> ASSIGNED TASK
Every line holding "target" should be copied from the records below.

> LISTED RECORDS
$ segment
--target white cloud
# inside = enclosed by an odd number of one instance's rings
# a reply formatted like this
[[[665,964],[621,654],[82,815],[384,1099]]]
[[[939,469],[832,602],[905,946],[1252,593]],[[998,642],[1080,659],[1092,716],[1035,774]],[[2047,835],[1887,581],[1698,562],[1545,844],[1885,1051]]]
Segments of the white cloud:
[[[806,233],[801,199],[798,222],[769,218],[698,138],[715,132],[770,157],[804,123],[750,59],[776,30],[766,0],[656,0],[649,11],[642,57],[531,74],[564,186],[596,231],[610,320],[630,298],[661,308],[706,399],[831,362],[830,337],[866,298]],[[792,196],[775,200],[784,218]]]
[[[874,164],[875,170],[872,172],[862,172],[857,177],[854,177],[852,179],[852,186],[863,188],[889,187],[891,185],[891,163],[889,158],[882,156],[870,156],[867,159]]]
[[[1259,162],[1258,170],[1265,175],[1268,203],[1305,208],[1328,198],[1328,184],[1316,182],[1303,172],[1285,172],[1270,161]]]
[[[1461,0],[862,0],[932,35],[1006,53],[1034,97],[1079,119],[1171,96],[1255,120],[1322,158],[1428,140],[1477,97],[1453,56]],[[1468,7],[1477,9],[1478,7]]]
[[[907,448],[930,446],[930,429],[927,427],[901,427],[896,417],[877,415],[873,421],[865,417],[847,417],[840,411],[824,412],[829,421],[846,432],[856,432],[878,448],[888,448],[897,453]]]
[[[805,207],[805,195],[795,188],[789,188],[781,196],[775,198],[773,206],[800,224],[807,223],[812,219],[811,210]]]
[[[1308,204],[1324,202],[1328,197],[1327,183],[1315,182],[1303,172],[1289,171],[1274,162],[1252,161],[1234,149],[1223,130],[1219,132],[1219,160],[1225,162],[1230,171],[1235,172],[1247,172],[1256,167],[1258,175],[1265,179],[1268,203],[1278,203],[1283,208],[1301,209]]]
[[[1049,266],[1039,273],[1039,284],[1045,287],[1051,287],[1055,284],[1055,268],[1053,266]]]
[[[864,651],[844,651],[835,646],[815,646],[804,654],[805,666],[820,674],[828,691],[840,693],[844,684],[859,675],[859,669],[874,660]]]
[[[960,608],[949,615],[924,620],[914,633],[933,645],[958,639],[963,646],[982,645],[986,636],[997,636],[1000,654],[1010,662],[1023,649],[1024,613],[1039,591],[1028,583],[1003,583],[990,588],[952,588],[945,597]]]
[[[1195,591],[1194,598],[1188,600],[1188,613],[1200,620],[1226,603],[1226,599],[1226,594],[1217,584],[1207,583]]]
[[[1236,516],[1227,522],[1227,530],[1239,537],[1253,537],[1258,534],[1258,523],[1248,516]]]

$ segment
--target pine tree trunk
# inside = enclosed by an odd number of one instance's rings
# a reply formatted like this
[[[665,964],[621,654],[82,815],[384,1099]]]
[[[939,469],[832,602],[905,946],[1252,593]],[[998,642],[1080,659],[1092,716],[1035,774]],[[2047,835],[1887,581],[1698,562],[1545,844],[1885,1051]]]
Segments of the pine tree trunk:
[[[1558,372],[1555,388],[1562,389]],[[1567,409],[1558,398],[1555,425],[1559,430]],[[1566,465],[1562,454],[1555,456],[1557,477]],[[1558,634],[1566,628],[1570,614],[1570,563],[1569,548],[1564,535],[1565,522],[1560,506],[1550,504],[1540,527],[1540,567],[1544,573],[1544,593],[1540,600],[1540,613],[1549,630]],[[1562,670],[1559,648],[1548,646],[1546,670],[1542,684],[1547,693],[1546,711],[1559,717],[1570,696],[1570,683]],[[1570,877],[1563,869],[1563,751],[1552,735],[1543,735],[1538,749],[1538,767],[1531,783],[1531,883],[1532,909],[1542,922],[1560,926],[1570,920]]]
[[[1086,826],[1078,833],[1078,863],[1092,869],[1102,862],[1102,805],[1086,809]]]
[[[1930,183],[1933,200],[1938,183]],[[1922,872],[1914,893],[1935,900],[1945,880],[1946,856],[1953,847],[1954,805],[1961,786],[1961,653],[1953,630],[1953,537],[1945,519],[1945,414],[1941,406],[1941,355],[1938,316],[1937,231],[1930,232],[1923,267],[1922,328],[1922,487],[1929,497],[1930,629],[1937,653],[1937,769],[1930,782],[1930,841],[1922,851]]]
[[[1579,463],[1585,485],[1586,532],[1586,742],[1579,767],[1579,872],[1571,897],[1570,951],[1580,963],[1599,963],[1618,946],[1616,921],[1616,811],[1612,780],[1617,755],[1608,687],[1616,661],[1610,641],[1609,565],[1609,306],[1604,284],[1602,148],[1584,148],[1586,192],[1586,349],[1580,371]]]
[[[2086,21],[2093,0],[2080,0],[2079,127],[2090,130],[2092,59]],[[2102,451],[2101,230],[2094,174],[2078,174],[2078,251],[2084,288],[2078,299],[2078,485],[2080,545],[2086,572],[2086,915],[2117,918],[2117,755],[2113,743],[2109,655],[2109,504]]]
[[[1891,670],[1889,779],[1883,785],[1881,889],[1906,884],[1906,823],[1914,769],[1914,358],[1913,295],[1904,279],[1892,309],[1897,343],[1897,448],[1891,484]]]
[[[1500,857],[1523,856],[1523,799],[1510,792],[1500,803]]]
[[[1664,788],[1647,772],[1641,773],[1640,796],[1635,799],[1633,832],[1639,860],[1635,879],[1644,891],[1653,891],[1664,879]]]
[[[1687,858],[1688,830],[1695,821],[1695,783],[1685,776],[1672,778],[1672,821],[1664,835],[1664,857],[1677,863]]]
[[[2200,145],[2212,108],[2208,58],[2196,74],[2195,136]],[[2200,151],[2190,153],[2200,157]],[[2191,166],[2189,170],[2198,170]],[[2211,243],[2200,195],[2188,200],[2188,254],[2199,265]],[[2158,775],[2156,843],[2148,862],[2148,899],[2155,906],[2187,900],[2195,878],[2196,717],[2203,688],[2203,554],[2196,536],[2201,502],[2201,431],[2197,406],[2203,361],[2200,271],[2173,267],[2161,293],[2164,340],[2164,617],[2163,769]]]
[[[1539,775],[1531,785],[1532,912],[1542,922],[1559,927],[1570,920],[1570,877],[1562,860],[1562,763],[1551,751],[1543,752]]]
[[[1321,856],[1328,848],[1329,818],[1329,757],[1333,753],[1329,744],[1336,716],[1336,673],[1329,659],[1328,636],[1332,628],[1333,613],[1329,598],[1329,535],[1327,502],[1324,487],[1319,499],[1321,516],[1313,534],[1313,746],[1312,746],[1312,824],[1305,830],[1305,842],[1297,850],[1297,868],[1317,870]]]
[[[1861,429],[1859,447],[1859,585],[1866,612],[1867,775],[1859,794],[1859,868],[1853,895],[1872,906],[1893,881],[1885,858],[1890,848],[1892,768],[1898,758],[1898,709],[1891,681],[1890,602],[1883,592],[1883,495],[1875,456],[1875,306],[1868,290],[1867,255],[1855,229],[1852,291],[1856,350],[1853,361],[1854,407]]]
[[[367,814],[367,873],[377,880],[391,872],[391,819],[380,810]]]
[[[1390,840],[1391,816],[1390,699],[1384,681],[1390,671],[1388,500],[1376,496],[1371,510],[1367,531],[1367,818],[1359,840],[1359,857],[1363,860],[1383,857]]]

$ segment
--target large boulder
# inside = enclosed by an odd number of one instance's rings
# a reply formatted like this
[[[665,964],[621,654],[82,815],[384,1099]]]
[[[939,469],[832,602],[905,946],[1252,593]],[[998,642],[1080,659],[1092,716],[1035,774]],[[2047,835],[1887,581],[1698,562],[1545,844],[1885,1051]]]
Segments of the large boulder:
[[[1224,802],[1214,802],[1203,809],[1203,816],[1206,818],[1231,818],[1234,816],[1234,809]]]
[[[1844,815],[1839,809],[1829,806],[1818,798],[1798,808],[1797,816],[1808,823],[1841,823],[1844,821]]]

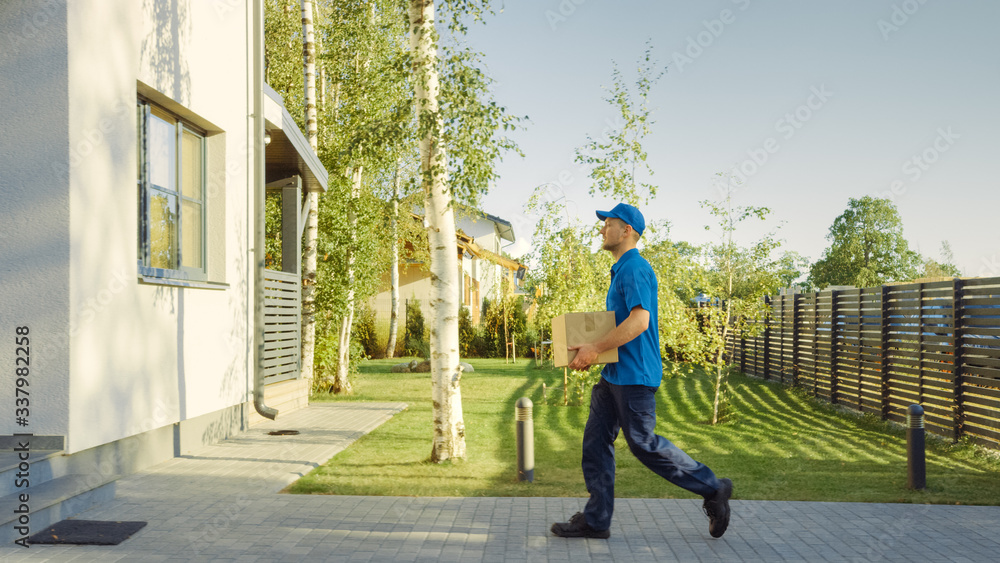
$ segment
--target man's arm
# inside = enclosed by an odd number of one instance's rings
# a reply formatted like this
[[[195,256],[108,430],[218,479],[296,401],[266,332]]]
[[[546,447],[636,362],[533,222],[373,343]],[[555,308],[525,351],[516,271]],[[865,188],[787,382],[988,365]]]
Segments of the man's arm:
[[[604,338],[591,344],[569,346],[570,350],[576,350],[576,357],[569,363],[570,369],[587,369],[597,360],[597,356],[601,352],[617,348],[626,342],[631,342],[633,338],[642,334],[647,328],[649,328],[649,311],[638,305],[632,307],[628,318],[622,321],[622,324],[616,326],[614,330],[607,333]]]

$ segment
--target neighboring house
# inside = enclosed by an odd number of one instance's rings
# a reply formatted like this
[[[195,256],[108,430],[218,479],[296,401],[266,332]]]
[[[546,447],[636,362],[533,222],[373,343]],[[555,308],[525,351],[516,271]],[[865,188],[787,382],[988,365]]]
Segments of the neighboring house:
[[[0,2],[0,462],[33,434],[34,529],[68,515],[47,487],[105,491],[306,402],[300,253],[263,271],[263,197],[300,231],[327,173],[265,90],[262,20],[263,0]]]
[[[419,216],[417,216],[419,218]],[[461,261],[462,304],[469,308],[473,324],[479,324],[484,299],[496,300],[503,291],[502,280],[515,294],[521,293],[521,281],[526,267],[503,256],[503,248],[515,242],[514,229],[509,221],[495,215],[459,207],[455,213],[458,233],[456,252]],[[385,285],[389,284],[388,274]],[[375,296],[377,322],[388,322],[390,310],[389,288]],[[417,299],[425,318],[430,314],[430,272],[424,264],[400,262],[399,299],[400,314],[404,314],[407,300]],[[400,324],[399,340],[403,338]]]
[[[455,223],[459,231],[472,238],[472,244],[466,245],[462,253],[462,303],[469,307],[473,322],[478,324],[483,299],[501,297],[503,279],[507,279],[509,291],[521,293],[520,283],[527,268],[503,256],[504,247],[515,242],[510,221],[460,206],[455,212]]]

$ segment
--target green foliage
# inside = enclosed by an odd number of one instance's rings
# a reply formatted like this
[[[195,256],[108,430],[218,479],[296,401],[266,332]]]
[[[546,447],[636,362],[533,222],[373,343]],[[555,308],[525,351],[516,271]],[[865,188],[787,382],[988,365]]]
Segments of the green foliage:
[[[639,174],[653,175],[642,141],[653,124],[649,91],[666,73],[666,69],[657,68],[653,46],[648,41],[637,66],[635,89],[632,90],[618,65],[614,64],[613,84],[605,101],[619,112],[619,121],[607,137],[588,136],[587,144],[576,150],[576,162],[590,169],[589,175],[594,181],[591,195],[600,193],[636,206],[656,195],[655,185],[640,182],[637,177]]]
[[[281,196],[264,199],[264,267],[281,269]]]
[[[333,392],[333,381],[337,375],[340,339],[336,331],[317,331],[316,335],[312,392],[314,394],[329,394]],[[367,359],[369,357],[365,354],[361,343],[351,339],[347,376],[352,386],[360,373],[361,362]]]
[[[528,259],[526,286],[536,290],[535,325],[543,338],[551,335],[554,317],[581,311],[603,311],[610,283],[611,256],[591,250],[597,230],[569,219],[563,201],[550,201],[542,187],[525,205],[537,217]]]
[[[550,327],[551,328],[551,327]],[[538,345],[538,330],[530,324],[526,324],[524,329],[515,335],[518,358],[534,358],[533,349]]]
[[[772,258],[781,245],[773,233],[761,237],[748,247],[740,247],[733,239],[737,227],[748,219],[764,221],[771,210],[766,207],[733,206],[732,176],[718,175],[724,182],[726,199],[724,202],[702,201],[716,218],[719,226],[719,243],[709,249],[710,270],[706,296],[717,305],[708,307],[704,313],[705,337],[708,355],[703,362],[706,367],[714,367],[716,374],[715,401],[713,403],[712,424],[719,423],[725,415],[727,387],[729,381],[729,358],[725,355],[726,340],[730,334],[753,335],[759,331],[770,313],[764,297],[777,293],[782,276],[788,271],[789,262]],[[709,228],[709,227],[706,227]],[[794,260],[794,259],[792,259]],[[797,277],[797,276],[795,276]]]
[[[472,314],[469,313],[469,308],[463,305],[458,310],[458,353],[461,357],[472,357],[472,345],[475,338],[476,327],[472,324]]]
[[[420,309],[419,299],[406,300],[406,331],[403,334],[403,341],[406,343],[403,355],[431,357],[424,327],[424,313]]]
[[[809,273],[818,288],[831,285],[873,287],[906,281],[920,271],[920,255],[903,237],[903,221],[889,199],[851,198],[826,236],[830,246]]]
[[[668,375],[703,363],[708,350],[704,311],[695,298],[709,287],[709,273],[701,264],[704,249],[669,238],[664,224],[647,235],[642,255],[656,273],[659,303],[660,349]]]
[[[305,130],[302,9],[299,0],[264,0],[264,82]]]
[[[504,153],[524,156],[503,134],[516,130],[522,118],[493,100],[493,79],[480,68],[481,54],[446,46],[440,64],[448,185],[458,201],[475,207],[499,177],[495,166]]]
[[[492,301],[484,299],[483,309],[480,322],[486,339],[486,357],[503,358],[506,355],[507,337],[518,338],[528,326],[523,299],[512,295]]]
[[[367,304],[361,304],[354,313],[354,324],[351,336],[364,351],[366,357],[378,357],[385,353],[379,346],[378,334],[375,330],[375,311]]]
[[[469,344],[470,358],[489,358],[495,353],[495,346],[486,334],[486,329],[480,325],[475,328],[472,342]]]
[[[957,278],[962,276],[962,271],[952,262],[955,255],[951,252],[951,245],[948,241],[941,241],[941,261],[933,258],[924,259],[923,277],[925,278]]]

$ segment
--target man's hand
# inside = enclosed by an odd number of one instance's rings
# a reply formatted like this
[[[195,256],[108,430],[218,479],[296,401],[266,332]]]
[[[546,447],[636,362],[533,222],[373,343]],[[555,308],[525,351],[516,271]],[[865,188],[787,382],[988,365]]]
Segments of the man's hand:
[[[604,338],[590,344],[567,346],[568,350],[576,350],[576,356],[569,363],[569,367],[575,370],[585,370],[597,361],[597,356],[601,352],[618,348],[626,342],[630,342],[647,328],[649,328],[649,311],[636,305],[632,307],[632,311],[622,324],[616,326]]]
[[[576,356],[569,363],[569,369],[583,371],[593,365],[597,360],[597,347],[593,344],[582,344],[580,346],[567,346],[569,350],[576,350]]]

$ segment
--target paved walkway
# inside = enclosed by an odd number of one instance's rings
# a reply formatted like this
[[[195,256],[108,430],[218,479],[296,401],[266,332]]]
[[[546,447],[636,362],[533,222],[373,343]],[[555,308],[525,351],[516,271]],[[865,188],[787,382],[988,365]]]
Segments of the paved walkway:
[[[81,519],[145,520],[118,546],[0,547],[0,561],[995,561],[1000,507],[619,499],[609,540],[549,534],[583,499],[278,494],[402,404],[314,405],[119,481]],[[299,436],[266,432],[293,428]],[[739,483],[737,494],[739,492]]]

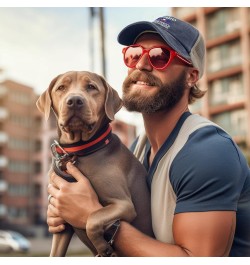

> ANSWER TO THIS TASK
--target white cloud
--target pine tree trunk
--target large boulder
--target man's arm
--target neighboring house
--target green foliage
--target man's hand
--target paved walkway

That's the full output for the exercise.